■ EXERCISE BRIEF:
Reproduce the listing exactly, so that no line differs from the original.
===============
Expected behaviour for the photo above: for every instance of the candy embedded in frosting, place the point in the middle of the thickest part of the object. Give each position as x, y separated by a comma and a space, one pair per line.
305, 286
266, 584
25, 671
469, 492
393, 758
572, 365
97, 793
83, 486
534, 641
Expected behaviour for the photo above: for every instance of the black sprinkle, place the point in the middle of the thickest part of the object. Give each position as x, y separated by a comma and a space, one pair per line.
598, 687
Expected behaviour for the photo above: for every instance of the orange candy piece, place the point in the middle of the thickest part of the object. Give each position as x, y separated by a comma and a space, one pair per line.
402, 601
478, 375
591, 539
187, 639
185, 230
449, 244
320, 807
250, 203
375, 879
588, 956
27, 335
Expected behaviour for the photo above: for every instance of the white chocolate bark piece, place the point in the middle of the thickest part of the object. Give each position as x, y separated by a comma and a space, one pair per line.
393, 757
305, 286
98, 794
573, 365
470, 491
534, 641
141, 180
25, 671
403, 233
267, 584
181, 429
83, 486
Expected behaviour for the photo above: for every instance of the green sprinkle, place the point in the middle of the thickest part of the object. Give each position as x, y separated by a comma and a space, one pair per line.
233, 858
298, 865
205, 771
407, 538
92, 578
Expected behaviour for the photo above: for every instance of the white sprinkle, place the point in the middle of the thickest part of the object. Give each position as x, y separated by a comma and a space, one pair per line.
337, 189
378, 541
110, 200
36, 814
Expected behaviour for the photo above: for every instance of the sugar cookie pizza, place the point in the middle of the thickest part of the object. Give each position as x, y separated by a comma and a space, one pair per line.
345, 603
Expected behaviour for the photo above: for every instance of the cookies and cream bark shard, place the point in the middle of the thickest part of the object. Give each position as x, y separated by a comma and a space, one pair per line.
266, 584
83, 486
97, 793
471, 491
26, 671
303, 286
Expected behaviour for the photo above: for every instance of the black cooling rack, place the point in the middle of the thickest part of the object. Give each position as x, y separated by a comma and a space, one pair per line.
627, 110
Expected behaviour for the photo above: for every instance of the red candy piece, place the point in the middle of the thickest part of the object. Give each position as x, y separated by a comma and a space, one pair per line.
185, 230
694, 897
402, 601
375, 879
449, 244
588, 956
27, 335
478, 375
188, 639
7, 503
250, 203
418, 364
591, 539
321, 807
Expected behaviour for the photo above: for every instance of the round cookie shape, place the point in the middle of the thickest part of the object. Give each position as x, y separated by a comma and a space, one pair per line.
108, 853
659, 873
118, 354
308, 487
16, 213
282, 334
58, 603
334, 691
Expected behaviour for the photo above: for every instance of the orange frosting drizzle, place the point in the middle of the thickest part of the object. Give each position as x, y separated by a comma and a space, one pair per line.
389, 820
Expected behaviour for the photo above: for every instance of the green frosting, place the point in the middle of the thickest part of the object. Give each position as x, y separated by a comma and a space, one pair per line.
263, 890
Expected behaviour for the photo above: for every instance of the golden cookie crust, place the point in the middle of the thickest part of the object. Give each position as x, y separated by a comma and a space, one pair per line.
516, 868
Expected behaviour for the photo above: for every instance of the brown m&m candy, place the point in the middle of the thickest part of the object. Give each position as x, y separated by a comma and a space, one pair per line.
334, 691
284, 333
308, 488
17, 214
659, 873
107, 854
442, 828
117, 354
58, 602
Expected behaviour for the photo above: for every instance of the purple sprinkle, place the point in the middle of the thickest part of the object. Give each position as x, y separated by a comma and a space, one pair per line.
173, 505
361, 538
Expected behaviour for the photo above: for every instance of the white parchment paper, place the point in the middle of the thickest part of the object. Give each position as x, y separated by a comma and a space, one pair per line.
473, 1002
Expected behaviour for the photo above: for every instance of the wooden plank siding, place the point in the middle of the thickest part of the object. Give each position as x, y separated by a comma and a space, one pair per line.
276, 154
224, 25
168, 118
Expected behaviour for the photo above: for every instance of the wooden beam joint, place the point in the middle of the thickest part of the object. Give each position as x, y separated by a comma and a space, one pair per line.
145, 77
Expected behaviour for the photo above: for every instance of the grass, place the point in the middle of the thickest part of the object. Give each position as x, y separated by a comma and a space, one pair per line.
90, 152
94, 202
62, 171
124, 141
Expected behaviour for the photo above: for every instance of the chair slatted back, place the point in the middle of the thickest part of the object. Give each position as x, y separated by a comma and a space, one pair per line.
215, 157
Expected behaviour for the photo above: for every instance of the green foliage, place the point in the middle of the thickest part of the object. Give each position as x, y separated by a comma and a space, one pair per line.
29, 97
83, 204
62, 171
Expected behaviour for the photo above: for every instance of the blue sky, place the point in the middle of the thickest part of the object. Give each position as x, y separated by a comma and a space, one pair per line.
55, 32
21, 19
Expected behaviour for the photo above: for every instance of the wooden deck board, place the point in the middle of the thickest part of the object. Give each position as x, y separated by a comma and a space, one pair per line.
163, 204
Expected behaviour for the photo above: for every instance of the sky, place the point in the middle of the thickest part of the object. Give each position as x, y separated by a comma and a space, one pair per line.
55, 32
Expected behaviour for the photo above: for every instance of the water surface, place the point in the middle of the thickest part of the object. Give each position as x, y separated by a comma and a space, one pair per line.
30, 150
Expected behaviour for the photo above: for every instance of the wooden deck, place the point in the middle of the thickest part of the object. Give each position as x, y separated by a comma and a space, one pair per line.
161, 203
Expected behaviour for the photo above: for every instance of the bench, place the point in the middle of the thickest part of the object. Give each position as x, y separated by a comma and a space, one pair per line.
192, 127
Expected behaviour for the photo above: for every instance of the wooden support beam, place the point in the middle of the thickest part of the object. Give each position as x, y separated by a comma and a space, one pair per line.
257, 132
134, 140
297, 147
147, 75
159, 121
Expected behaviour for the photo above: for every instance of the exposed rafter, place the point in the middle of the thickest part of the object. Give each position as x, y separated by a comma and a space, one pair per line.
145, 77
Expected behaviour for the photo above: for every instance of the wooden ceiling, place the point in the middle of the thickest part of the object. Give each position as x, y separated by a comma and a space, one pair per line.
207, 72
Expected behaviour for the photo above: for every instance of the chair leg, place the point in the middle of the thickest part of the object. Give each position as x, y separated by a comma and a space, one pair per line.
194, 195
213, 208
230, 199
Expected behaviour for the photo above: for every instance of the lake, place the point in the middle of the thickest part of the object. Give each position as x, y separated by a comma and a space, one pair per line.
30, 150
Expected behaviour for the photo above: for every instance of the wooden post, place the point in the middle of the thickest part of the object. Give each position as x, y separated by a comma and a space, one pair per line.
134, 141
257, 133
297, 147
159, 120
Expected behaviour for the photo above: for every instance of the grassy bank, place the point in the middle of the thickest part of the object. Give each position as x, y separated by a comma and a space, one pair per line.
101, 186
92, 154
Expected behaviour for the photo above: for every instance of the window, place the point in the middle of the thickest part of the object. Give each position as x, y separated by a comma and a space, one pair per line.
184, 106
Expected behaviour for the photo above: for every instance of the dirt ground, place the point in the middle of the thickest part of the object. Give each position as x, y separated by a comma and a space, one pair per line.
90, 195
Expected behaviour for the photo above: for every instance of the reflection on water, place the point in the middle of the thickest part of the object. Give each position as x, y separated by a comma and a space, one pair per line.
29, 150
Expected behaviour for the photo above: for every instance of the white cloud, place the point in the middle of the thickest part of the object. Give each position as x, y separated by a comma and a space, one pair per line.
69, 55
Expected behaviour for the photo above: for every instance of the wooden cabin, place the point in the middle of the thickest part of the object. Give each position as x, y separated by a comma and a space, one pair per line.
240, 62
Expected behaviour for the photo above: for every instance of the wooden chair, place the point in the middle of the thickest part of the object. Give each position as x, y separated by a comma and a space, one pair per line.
===============
■ ANSWER BOX:
Expected behaviour for the photo above: for every instance of the candy embedded in frosting, place the point in the middle of the thickest part of the object. Give each position as x, y separated by a comma and a space, one pair per line.
305, 286
266, 584
25, 671
469, 492
393, 758
572, 365
97, 793
83, 486
534, 641
Expected behaviour for the photo above: for every instance of the black sprinkle, place the point in the middle of the thickest part of the object. Give each position as x, y separated by a comma and a space, one pair per line.
598, 687
Expected behaviour for the photo above: for every instance of the orange candy piece, place the point in the middle of the thickest part of the object. Give each position as x, y separated by a comma and a space, one pair per line.
402, 601
478, 375
591, 539
187, 639
185, 230
449, 244
320, 807
250, 203
375, 879
588, 956
27, 335
Expected behaviour for the photo above: for every instance of the white chocolate bark piece, place the point in the middle of the thickest part of the object. Give each position as x, y separated by a comma and a space, one pair per line.
393, 757
305, 286
98, 794
573, 365
470, 491
534, 641
141, 180
25, 671
403, 233
267, 584
181, 429
83, 486
Expected behaviour for the photo above: for every instance of the green sprinkle, place the point in the middle of the thickest part of the object. Give each position as x, y separated by a comma and a space, one pair per line.
233, 858
298, 865
205, 771
407, 538
92, 578
Expected behaviour for the photo above: for every instance of the white sprinkle, place the point in the middle of the thickest part of the object. Give each position as x, y separated by a comma and a space, one pair per line.
337, 189
378, 541
110, 200
36, 814
Expected behaviour for the photo above: for every instance of the sugar cookie pizza, place the point in the middle of the thickest part of the object. Give each position as x, y separated by a comma and a space, one pair per line.
345, 603
Expected behaviour for the photo above: for every instance of the cookies and cream bark shard, place the point in the middle of the thickest part of the object. Give each position as x, y separated by a comma and a space, one pair per line.
266, 584
83, 486
97, 793
471, 491
26, 671
303, 286
Expected behaviour for the photo above: for every instance of the black cooling rack, place the point in the middle of the thickest part of the object. Give each position as x, y separated by a comma and a space, one pair per line.
627, 110
Expected behaviour for the photo above: for every instance of the red candy piece, place the point in the middle of the thickest part of the object. Give each position as x, y separated by a comma and a space, one pair per line.
185, 230
694, 897
402, 601
375, 879
449, 244
588, 956
27, 335
478, 375
188, 639
7, 503
250, 203
418, 364
591, 539
321, 807
Expected behaviour for the photo above: for every instance of the round cookie shape, place the point in the middle of the thickest part of the object. Give each position as x, y separated by a comma and a space, one pair per line.
108, 853
659, 873
118, 354
308, 487
16, 213
282, 334
58, 603
334, 691
Expected behaviour for the photo above: for every instance of the orange frosting drizzle, place the point in the middle of the thickest part of the object. Give each position as x, y separated by a comma and a space, one pair per line.
389, 820
Expected behaviour for the photo above: for every instance of the green frosting, place the point in the middle of the thickest part of the object. Give each position as x, y separated by a comma and a space, one pair per line.
263, 890
Expected behaviour for the photo above: for every instance of the golden cookie crust, place the point in the middle of the thickest part of the object. Give each position as x, y separated by a comma and a space, one pair per line.
516, 868
Expected behaviour for the photo above: for every instance of the brown m&m candy, place the point in the middle of the thickest part of the object. Give each position as x, y separated by a comma and a space, one pair per line.
334, 691
284, 333
308, 488
17, 214
659, 873
107, 854
442, 828
117, 354
58, 602
Expected behaviour for the photo above: for every instance of the purple sprinkle, place the point in the middle of the thickest part of the object. Give each position as x, y separated by a comma and a space, one pair per line.
173, 505
361, 538
Expected behaviour for the photo above: for every instance of the white parchment paper, place the point in the middle of the thickest part of the object. Give each position as x, y separated by a comma and a space, one pair per line.
473, 1002
Expected behaviour for the photo above: for every instance of the wooden plank siding, place the point in the middle of the thickest part of the object. Give each position as x, y separated by a comma and a space, one pair per line.
276, 154
224, 25
168, 118
Expected behaviour for the photo above: for every instance of the wooden beam joint, place the point in the middle of the thickest part of the object. Give each position as x, y separated by a comma and a space, one pair per line.
145, 77
Expected behaviour for the photo above: for every instance of the grass, place the point in the middle of the thickest part of the object. Give each position as x, y separated by a comma and a space, one pair per line.
90, 152
94, 202
62, 171
124, 141
Expected behaviour for the photo above: for every instance of the chair slatted back, place the point in the middle of the thickest part of the object. Give each position as x, y separated by a comma and a space, one pair per line.
215, 157
Expected behaviour for the photo above: for every instance of the green foliage, place the point in the middle of the thickest part of the object. Give each position as x, y separated by a comma and a space, one pair per line.
29, 97
83, 204
62, 171
Expected behaviour for the photo above: for every instance of the blue sky, place the point in the middle of the thickest part of the object. Give each position as x, y separated by a comma and a space, one pair per line.
55, 32
21, 19
Expected behaviour for the photo above: for every instance of the wooden deck board, place the point in the middle of the thickest part of the object. Give each position as x, y separated by a comma and a space, one pair per line.
163, 204
Expected behaviour for the photo above: for every instance of the sky, place the point in the middle of the thickest part of the object. Give each position as x, y separated by a comma and a space, one pair per line.
55, 32
Expected behaviour for the photo above: for every instance of the water surface, place the point in the middle of the thickest part of the object. Give each position as x, y separated by a comma and a space, one pair per line.
30, 150
Expected behaviour for the photo above: for every instance of the wooden deck, place the point in the middle of the thickest part of the object. Give each position as x, y separated by a comma and a space, one pair per line.
161, 203
Expected behaviour for the photo above: for every instance of the bench, place the point in the middle of the thickest part of the object. Give each position as x, y separated by a comma and a space, one pair per line.
192, 127
Expected behaviour for the photo above: for every instance of the wooden support beam, place the point in the middle of the thickest part of the object. Give each position as x, y separated by a comma and a space, one pair per line.
257, 132
134, 140
297, 147
147, 75
159, 121
Expected behaviour for the photo above: for every instance of the exposed rafter, place the point in the middle of the thickest part of the object. Give each position as x, y separated by a comma and a space, one pair per line.
145, 77
Expected behaviour for the photo above: for every instance of the wooden ceiling, place the point in the middle of the thickest part of the object. Give each position as x, y separated by a comma and a space, one pair per line.
207, 72
Expected behaviour for the photo above: for every instance of the chair leg, place the point in the middle of the thickest part of the object. Give each position as x, y separated by a comma and a space, one pair per line.
194, 195
213, 208
230, 199
Expected behaviour for the photo above: for every instance of the lake, place the point in the middle of the thickest part of the object. Give each position as x, y separated by a comma and a space, one pair per line.
30, 150
Expected behaviour for the photo above: for every instance of the wooden post, place the point in the middle of the thickest part of the object. Give each position as x, y separated by a comma and a space, one pair per line.
134, 141
257, 133
297, 147
159, 120
Expected behaviour for the photo above: for every instance of the grassy bank, place the point in the middle of the thickest part of the object. Give each position as x, y separated by a comma and a space, one pair per line.
101, 186
92, 154
Expected behaviour for the photo above: for every instance of the window, place the point in the middle of the thickest part of the object. Give each position as x, y separated by a comma and a space, one pair per line.
184, 106
Expected behaviour for the photo above: for every instance of the dirt ground, place the point in the middle of the thickest part of the object. Give each position as x, y separated by a comma and a space, one pair per line.
90, 195
Expected behaviour for the photo above: for every instance of the reflection on water, place the point in the middle of the thickest part of the object. Give each position as x, y separated by a comma and a space, one pair per line.
29, 150
Expected behaviour for the photo above: for every instance of the white cloud, place the point in the middle of the thickest part of the object. Give each position as x, y separated by a comma and a space, one pair per line.
69, 55
Expected behaviour for the photo above: for every instance of the wooden cabin, place the point in the middle of the thickest part of the object. Give each position as x, y separated by a comma and a space, one pair per line.
240, 62
Expected behaviour for the photo above: for every instance of the wooden chair, place the point in the middle of the thickest part of the object. Give each position as x, y separated by a comma and a space, one pair per line.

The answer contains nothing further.